## Data in this exercise
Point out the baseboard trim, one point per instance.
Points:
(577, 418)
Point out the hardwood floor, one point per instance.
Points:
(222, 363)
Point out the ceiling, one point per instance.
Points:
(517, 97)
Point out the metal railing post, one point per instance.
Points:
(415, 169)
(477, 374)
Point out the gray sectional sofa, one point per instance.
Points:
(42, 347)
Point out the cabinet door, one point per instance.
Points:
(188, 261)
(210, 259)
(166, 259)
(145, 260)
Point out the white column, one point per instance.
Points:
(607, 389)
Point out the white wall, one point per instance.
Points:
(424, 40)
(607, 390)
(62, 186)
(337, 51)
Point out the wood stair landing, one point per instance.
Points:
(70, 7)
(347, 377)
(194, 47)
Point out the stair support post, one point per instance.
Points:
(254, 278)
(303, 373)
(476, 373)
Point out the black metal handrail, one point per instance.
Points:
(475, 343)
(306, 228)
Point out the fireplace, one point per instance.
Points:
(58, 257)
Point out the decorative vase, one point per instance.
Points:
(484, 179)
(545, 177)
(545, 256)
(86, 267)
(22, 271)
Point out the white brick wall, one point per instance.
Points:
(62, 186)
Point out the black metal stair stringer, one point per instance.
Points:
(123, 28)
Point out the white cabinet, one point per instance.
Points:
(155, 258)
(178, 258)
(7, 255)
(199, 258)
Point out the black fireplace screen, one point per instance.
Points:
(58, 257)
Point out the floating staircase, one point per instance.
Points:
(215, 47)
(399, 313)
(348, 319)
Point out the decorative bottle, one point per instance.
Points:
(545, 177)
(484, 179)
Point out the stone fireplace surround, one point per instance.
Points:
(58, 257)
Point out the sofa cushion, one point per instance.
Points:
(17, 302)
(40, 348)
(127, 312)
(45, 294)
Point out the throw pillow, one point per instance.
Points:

## Problem details
The answer must be every line of the records that contains the word "white".

## Answer to the problem
Point out the white column, one point per instance.
Point out the white wall, one point per instance.
Point out the white brick wall, one point per instance.
Point out the white cabinet, one point per instance.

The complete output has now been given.